[Task brief]
Below are the records. Gather each line that holds "lime".

Stored items from a collection:
══════════
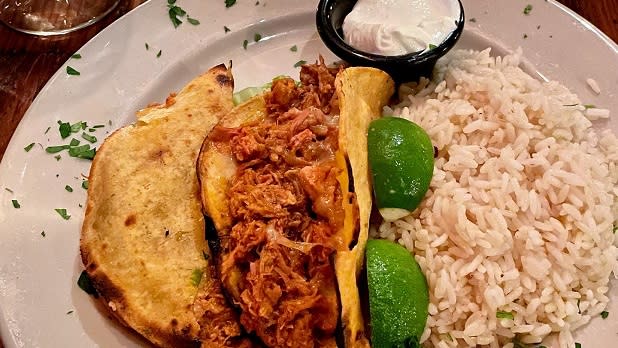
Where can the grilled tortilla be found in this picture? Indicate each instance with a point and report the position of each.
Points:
(142, 240)
(249, 199)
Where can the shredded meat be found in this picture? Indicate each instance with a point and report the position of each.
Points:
(317, 89)
(286, 207)
(219, 324)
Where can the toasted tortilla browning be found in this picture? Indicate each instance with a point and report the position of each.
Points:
(142, 238)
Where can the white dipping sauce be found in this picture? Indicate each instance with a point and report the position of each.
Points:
(396, 27)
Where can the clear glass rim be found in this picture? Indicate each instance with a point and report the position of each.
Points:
(66, 30)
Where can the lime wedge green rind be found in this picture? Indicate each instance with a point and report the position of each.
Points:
(401, 160)
(398, 295)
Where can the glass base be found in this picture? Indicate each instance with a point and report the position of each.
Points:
(55, 17)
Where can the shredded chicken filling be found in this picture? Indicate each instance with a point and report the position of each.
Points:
(286, 206)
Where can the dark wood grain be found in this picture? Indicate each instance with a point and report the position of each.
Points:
(27, 62)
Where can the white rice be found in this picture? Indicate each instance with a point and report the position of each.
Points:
(521, 207)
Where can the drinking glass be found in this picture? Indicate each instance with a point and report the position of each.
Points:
(53, 17)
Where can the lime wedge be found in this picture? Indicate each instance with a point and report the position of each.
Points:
(398, 296)
(401, 160)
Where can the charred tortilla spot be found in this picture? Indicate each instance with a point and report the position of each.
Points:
(130, 220)
(224, 80)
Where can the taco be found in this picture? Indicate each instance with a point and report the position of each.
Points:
(284, 179)
(142, 240)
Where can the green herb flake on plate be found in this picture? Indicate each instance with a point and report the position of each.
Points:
(63, 213)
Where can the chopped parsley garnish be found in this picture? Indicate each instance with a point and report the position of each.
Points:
(72, 71)
(411, 342)
(63, 213)
(196, 276)
(192, 21)
(85, 284)
(54, 149)
(64, 128)
(174, 12)
(83, 151)
(504, 315)
(89, 138)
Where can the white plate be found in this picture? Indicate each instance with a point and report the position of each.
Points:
(119, 76)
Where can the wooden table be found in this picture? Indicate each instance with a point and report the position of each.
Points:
(27, 62)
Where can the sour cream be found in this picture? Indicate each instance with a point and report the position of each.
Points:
(396, 27)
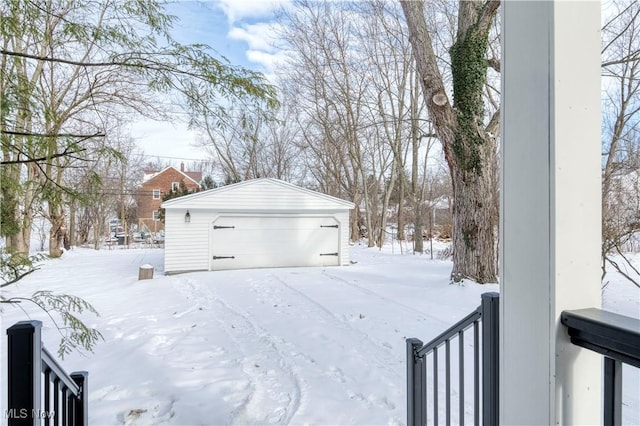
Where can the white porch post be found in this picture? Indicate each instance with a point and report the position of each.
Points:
(550, 209)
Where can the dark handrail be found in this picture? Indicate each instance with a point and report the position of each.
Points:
(452, 331)
(610, 334)
(48, 362)
(35, 377)
(486, 316)
(615, 336)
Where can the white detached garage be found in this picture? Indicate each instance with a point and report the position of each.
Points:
(255, 224)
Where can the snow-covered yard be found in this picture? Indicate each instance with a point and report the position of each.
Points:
(262, 346)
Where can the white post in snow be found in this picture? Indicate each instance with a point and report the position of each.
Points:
(550, 209)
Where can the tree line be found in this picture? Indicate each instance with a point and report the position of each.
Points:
(392, 105)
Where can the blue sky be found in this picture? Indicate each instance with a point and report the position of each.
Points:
(236, 29)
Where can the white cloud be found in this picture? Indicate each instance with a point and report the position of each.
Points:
(261, 42)
(243, 9)
(258, 36)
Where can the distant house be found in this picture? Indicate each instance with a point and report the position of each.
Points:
(156, 185)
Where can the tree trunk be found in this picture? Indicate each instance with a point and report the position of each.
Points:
(469, 149)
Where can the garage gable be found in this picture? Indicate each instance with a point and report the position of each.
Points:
(259, 195)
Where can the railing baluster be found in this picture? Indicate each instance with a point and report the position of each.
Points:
(447, 385)
(65, 414)
(56, 401)
(461, 377)
(612, 392)
(24, 377)
(47, 396)
(476, 373)
(490, 358)
(435, 386)
(416, 384)
(487, 342)
(82, 405)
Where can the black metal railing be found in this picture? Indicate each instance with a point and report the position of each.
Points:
(39, 391)
(615, 336)
(484, 325)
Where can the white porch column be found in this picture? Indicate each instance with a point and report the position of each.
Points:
(550, 209)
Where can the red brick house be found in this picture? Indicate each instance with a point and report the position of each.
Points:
(156, 185)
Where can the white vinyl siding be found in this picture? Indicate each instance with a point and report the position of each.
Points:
(278, 224)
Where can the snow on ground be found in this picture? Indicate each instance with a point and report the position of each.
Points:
(261, 346)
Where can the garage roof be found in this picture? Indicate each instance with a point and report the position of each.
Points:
(265, 194)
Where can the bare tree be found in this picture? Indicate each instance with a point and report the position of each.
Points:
(621, 132)
(467, 134)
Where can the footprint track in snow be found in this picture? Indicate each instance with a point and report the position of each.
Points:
(273, 382)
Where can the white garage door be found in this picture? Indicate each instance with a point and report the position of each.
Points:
(274, 241)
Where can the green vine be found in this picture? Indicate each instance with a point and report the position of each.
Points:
(469, 71)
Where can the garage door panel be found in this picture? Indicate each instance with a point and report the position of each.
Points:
(256, 242)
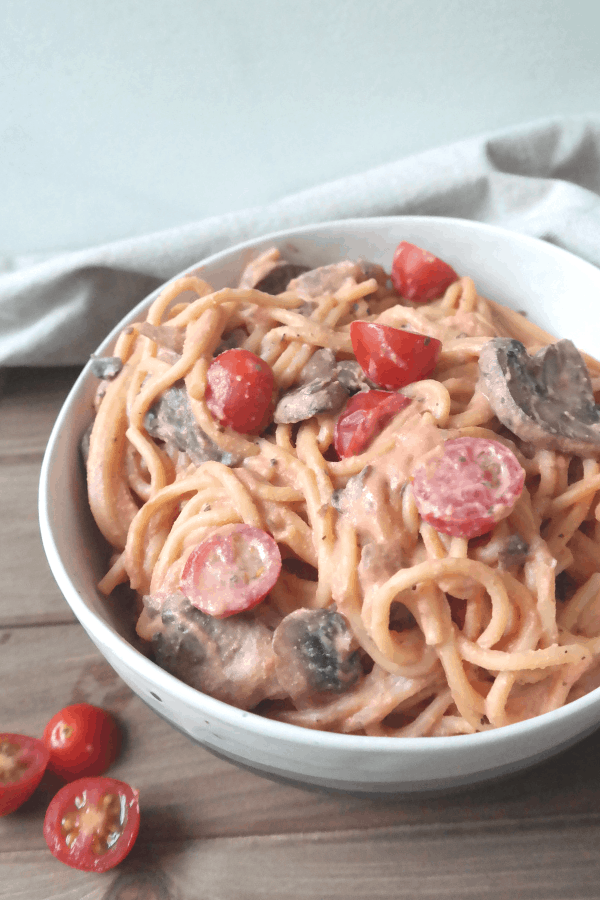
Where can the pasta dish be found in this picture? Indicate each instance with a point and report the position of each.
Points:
(354, 500)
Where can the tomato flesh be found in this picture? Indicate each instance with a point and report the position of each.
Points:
(391, 357)
(418, 275)
(23, 761)
(240, 391)
(92, 823)
(231, 571)
(82, 740)
(468, 485)
(363, 418)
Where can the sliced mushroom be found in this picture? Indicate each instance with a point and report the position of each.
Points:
(269, 273)
(351, 375)
(233, 340)
(106, 367)
(171, 420)
(321, 390)
(329, 279)
(166, 336)
(514, 552)
(546, 399)
(231, 659)
(316, 653)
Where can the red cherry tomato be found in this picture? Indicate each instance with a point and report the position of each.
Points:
(419, 275)
(82, 740)
(468, 485)
(391, 357)
(23, 761)
(92, 823)
(240, 391)
(231, 571)
(363, 418)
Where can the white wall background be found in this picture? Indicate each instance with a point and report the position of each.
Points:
(119, 117)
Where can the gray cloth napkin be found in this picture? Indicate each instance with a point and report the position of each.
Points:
(541, 179)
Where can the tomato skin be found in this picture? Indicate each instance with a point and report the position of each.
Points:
(29, 757)
(364, 416)
(391, 357)
(231, 571)
(240, 391)
(87, 850)
(418, 275)
(82, 740)
(468, 485)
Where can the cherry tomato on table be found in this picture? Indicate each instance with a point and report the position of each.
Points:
(363, 418)
(418, 275)
(468, 485)
(391, 357)
(240, 391)
(91, 824)
(23, 761)
(82, 740)
(232, 570)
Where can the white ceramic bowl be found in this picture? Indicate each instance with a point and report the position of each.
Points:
(560, 292)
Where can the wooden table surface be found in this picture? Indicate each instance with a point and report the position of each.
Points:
(211, 830)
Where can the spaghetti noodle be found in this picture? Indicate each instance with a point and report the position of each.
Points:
(412, 631)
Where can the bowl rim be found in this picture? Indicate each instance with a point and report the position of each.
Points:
(230, 715)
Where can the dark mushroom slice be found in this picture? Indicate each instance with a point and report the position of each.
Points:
(269, 273)
(318, 396)
(231, 341)
(230, 659)
(317, 654)
(166, 336)
(351, 375)
(514, 552)
(329, 279)
(171, 420)
(322, 364)
(546, 399)
(320, 391)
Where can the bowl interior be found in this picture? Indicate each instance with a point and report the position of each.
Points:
(556, 290)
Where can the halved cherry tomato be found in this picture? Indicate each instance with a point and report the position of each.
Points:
(391, 357)
(467, 485)
(240, 391)
(91, 824)
(23, 761)
(363, 418)
(231, 571)
(419, 275)
(82, 740)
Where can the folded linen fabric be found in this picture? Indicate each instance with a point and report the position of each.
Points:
(542, 179)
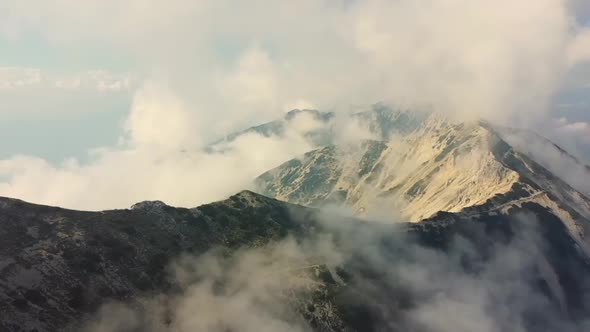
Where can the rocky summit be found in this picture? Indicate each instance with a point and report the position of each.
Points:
(420, 219)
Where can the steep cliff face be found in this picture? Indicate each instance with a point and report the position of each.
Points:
(439, 166)
(60, 266)
(57, 265)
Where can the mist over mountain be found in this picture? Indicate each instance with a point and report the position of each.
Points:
(424, 217)
(310, 165)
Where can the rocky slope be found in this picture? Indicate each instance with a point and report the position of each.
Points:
(440, 166)
(58, 267)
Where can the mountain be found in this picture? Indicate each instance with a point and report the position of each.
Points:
(496, 239)
(439, 166)
(60, 266)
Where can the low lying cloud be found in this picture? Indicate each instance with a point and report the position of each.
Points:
(222, 68)
(379, 279)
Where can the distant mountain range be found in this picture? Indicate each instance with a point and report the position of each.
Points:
(448, 222)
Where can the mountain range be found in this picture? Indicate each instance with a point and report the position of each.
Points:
(393, 217)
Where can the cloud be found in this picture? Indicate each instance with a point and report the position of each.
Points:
(224, 68)
(485, 286)
(160, 156)
(579, 49)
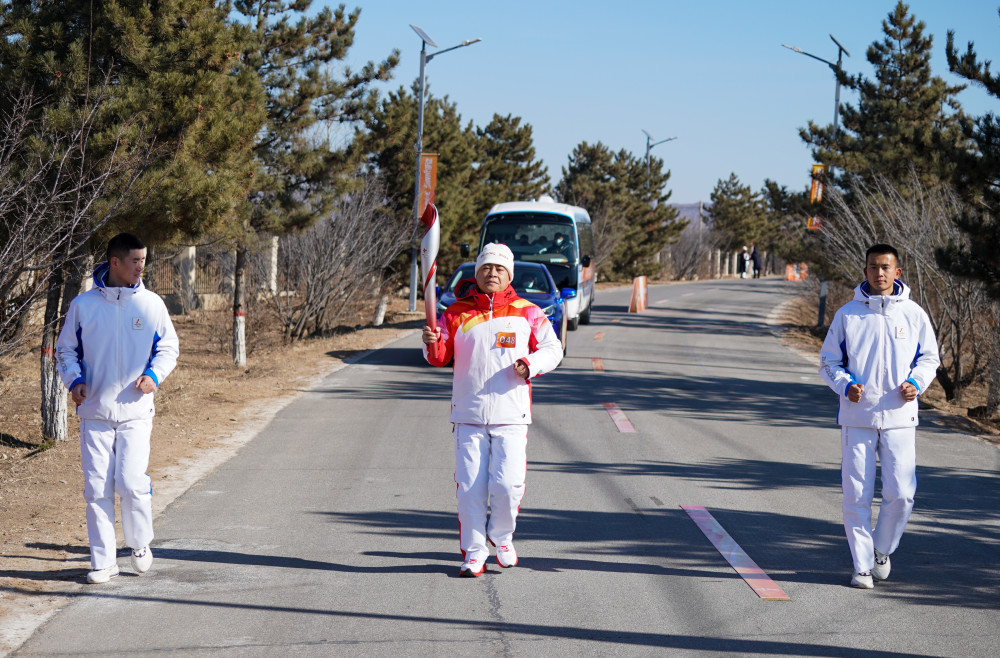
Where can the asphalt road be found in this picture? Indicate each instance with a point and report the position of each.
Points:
(334, 531)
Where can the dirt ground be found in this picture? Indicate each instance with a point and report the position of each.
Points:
(205, 410)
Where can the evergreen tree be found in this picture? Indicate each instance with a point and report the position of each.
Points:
(172, 76)
(738, 213)
(625, 204)
(300, 171)
(902, 115)
(293, 51)
(786, 234)
(388, 147)
(978, 179)
(507, 168)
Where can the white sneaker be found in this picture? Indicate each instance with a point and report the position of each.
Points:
(863, 580)
(506, 555)
(882, 566)
(473, 567)
(99, 576)
(142, 559)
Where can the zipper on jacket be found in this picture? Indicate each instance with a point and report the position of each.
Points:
(489, 391)
(118, 351)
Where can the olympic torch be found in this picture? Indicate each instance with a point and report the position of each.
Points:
(428, 261)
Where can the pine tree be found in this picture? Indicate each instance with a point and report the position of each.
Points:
(785, 233)
(738, 213)
(507, 168)
(902, 115)
(172, 76)
(293, 51)
(129, 73)
(300, 170)
(629, 210)
(977, 177)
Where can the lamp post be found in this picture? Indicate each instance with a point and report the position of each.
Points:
(837, 70)
(424, 58)
(649, 145)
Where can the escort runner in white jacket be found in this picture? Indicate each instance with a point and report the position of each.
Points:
(881, 342)
(498, 342)
(111, 337)
(880, 350)
(117, 345)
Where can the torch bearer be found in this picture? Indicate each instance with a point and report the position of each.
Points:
(428, 261)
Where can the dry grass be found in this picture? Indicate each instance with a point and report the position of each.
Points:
(202, 408)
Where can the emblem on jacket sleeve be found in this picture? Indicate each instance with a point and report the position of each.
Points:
(506, 339)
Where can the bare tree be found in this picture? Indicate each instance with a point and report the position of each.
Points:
(53, 199)
(916, 222)
(608, 231)
(324, 269)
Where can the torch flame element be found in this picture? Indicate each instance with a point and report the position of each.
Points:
(429, 247)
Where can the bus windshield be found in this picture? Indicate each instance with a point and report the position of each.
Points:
(534, 237)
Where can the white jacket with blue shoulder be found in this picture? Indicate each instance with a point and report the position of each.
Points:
(111, 337)
(879, 341)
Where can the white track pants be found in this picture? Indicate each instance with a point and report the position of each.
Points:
(490, 468)
(896, 450)
(114, 457)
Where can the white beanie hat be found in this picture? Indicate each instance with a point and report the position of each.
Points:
(498, 254)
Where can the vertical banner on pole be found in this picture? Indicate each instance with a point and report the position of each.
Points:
(816, 195)
(428, 181)
(431, 242)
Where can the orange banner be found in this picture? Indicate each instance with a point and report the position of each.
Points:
(428, 180)
(816, 191)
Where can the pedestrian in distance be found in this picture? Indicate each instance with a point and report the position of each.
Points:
(879, 355)
(743, 263)
(755, 260)
(114, 350)
(498, 342)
══════════
[Final answer]
Where can the lime wedge green rind be found in this picture? Indicate each instance with a point and report the position of each.
Where can the lime wedge be found in this picture? Indicate each instance with a point and report the position of each.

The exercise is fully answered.